Texto fornecido:

━━━━━━━━━━━━━━━━━━━━

Correio Braziliense - 18/8/2009
Enquanto posso
Jarbas Passarinho
Foi ministro de Estado, governador e senador
Duas hospitalizações por doenças graves, que em regra geral levam ao porto de onde se embarca para as viagens de que não há retorno, e ainda convalescendo pouco mais que precariamente, tento cumprir dois deveres, um fraternal e outro político-memorialístico, este quando ainda satisfaço ao teste de velhice inventado por Cícero.
O primeiro refere-se ao general Del Nero Augusto, que Deus nos levou faz cerca de um mês, quando minha enfermidade, dadas as restrições médicas, me impediram de saber a infausta notícia, a fim de poupar-me de abalo sentimental na ocasião. Tive-o agora. Perdi um amigo com a dor que se sente perder um pouco de nós próprios, daqueles que, por suas qualidades morais, Sheakespeare disse que à nossa alma devemos prender com colchetes de aço. Conheci-o no dealbar do terceiro milênio, quando tive a honra de prefaciar-lhe o mais bem escrito livro histórico que cobre os períodos de atuação extraconstitucional, ou não, dos militares ao longo dos momentos turbulentos da vida nacional.
Embasado em intimidade com a literatura marxiana e também antimarxista, descreveu as três tentativas armadas de os comunistas dominarem o Brasil. Ótimo que o tenha feito como advertência aos que o general Del Nero chamou de "jovens idealistas equivocados", para não virem mais tarde a sofrer dolorosos arrependimentos, frutos da "paixão revolucionária" de que fala, amargurado, François Furet, no Passado de uma ilusão. Sereno, mas fiel à s suas convicções, desprezou os fanáticos que são nutridos de ódio ideológico, o mais perverso dos ódios.
Deixa-nos o general Del Nero um exemplo de vida, acendrado amor à pátria e o dever de não desesperar da natureza humana, capaz de todas as grandezas e das mais baixas torpezas.
Acompanhei muito pouco - e felizmente - as ocorrências lastimáveis que têm dominado o noticiário sobre o Senado, que presidi em 1981/82, e onde, representando o Pará, desfrutei três mandatos. Dez anos fora dele passei na direção de quatro ministérios da República. De onde em onde, um ou outro debate provocava minha memória e despertava o desejo de manifestar-me. Inutilmente, depois que li, num de seus constantes improvisos, o presidente da República manifestar a suspeição que lhe causam os conceitos políticos expressados por idosos.

━━━━━━━━━━━━━━━━━━━━

Dados registrados:

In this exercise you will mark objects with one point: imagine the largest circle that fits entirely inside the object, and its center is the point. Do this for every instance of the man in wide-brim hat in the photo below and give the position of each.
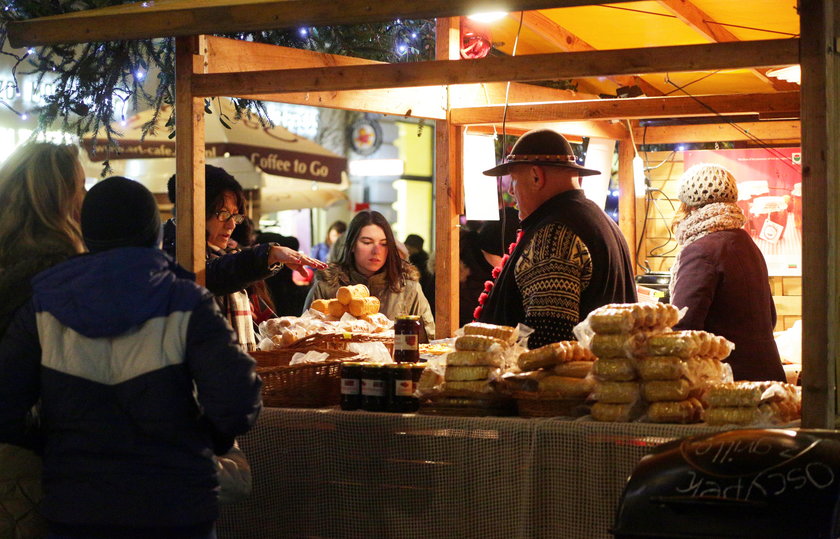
(570, 257)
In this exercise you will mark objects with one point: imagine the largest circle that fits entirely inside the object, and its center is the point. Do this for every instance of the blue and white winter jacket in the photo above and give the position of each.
(140, 380)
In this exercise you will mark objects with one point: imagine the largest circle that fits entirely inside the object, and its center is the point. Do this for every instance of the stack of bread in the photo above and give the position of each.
(554, 380)
(752, 403)
(643, 368)
(471, 372)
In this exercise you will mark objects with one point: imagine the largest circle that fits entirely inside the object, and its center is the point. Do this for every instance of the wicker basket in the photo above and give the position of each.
(283, 356)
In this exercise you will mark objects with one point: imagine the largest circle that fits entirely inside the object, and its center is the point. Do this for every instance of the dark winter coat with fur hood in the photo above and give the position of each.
(409, 300)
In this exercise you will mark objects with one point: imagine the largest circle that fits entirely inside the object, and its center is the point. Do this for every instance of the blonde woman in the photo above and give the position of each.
(41, 190)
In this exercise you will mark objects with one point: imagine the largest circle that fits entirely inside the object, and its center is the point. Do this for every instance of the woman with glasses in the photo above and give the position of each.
(370, 257)
(230, 270)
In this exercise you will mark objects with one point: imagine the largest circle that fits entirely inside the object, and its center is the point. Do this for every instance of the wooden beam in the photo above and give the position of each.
(566, 41)
(699, 20)
(632, 108)
(820, 24)
(141, 20)
(770, 131)
(522, 68)
(190, 245)
(449, 199)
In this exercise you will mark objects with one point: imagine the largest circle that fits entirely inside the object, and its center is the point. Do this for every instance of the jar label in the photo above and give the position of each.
(403, 388)
(406, 342)
(373, 388)
(350, 386)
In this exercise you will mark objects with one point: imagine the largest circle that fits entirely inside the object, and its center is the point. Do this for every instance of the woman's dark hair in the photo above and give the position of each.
(393, 264)
(339, 226)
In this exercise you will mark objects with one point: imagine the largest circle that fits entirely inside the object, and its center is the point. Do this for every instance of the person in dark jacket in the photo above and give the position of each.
(139, 377)
(720, 274)
(570, 257)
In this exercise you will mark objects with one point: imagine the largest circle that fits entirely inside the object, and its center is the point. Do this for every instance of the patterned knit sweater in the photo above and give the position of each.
(570, 260)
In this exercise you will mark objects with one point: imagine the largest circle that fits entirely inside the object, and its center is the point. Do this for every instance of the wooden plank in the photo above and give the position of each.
(632, 108)
(820, 22)
(449, 200)
(627, 195)
(782, 130)
(553, 66)
(163, 18)
(566, 41)
(699, 20)
(189, 159)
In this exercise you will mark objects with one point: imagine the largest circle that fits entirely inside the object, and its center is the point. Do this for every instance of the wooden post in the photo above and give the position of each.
(627, 195)
(820, 23)
(189, 157)
(448, 197)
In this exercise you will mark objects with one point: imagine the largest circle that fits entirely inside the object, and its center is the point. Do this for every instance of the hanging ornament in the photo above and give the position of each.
(475, 40)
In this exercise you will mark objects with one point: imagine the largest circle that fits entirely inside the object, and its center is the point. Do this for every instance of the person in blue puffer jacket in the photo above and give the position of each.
(139, 377)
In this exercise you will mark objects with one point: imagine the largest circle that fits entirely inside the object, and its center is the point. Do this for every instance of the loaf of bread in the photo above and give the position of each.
(321, 305)
(347, 293)
(666, 390)
(469, 358)
(462, 374)
(480, 343)
(683, 411)
(620, 369)
(505, 333)
(359, 307)
(574, 369)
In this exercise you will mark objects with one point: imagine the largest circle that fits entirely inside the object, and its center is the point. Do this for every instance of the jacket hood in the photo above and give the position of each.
(108, 293)
(335, 275)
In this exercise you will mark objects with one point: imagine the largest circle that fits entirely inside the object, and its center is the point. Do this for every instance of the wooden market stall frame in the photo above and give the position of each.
(208, 67)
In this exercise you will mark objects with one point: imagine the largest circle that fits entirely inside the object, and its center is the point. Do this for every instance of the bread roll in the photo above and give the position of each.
(321, 305)
(565, 387)
(574, 369)
(335, 308)
(666, 390)
(459, 374)
(683, 411)
(480, 343)
(347, 293)
(474, 358)
(602, 411)
(505, 333)
(617, 392)
(620, 369)
(359, 307)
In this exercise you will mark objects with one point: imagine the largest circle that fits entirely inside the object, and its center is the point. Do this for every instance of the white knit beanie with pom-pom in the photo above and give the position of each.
(703, 184)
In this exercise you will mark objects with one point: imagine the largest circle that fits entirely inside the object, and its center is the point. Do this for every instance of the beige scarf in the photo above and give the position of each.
(701, 222)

━━━━━━━━━━━━━━━━━━━━

Explore o material:
a - No artigo "Enquanto posso", de Jarbas Passarinho, qual estado o autor representou no Senado?
b - Dê prosseguimento ao artigo de Jarbas Passarinho sobre o general Del Nero e o Senado, começando após a última frase apresentada.

Respostas às tarefas:
a - O Pará.

b -
Venci o preconceito porque posso dizer, enquanto me resta o tempo de vida que Deus me concede, porque vivi intimamente o turbulento período marcado pelo ciclo militar, no qual tive a companhia de políticos da maior envergadura moral, definidos por Marx Weber como os que "vivem para a política e não da política". Entre eles se destacava José Sarney, cujo currículo, para nós honroso, se iniciava com a origem entre os jovens, mas já respeitados democratas da " bossa nova da UDN". Nunca o vira contestado senão por adversários aliados a certo soba do Maranhão. Entre os que lhe são ainda aliados li algo que precisa ser desmentido em protesto dos fatos históricos indesmentíveis. Sempre voltados contra os militares, ousou o declarante inventar que José Sarney, se mais não fez pelo Maranhão e pelo Brasil, teria sido porque sempre sofreu oposição no ciclo militar, desde que, democrata inconsútil, protestou contra a edição do AI-5. Além de seu signatário, acompanhei de perto a discussão do Ato. Protesto respeitoso, que o presidente me mostrou a ler, fora de cinco senadores, tendo como 1º signatário Daniel Krieger.
Os radicais pressionaram ao máximo o presidente para cassar Krieger, mas ele jamais concordou. Todos continuaram na Arena. Rondon Pacheco, chefe da Casa Civil, da total confiança de Costa e Silva, me disse que nenhum outro tipo de protesto contra o AI-5 chegou ao presidente. Deve ser nisso que o intrigante levantou a falsa hipótese. Dois fatos outros destroem a leviandade. Testemunhei-os. No governo Geisel, houve decisão de refazer todo o Diretório Nacional da Arena. Duas vagas Geisel destinou ao Maranhão, uma especificamente para o senador Sarney, que recusou porque, para a outra, fora indicado Vitorino Freire, seu desafeto. Geisel, então, foi além de respeitar sua recusa. Provocou 18 renúncias no Diretório, para preencher uma única, a fim de reconvocar o senador e elegê-lo presidente da Arena. Haveria maior prova de apreço ao senador Sarney, se os chefes militares não o prestigiassem? Finalmente, outro testemunho vivido por mim. Ao fim das medidas de Geisel para a abertura, haveria de emendar a Constituição, revogando todas as medidas de exceção, particularmente o AI-5. Quem o governo escolheu para relator da emenda, senão o senador José Sarney?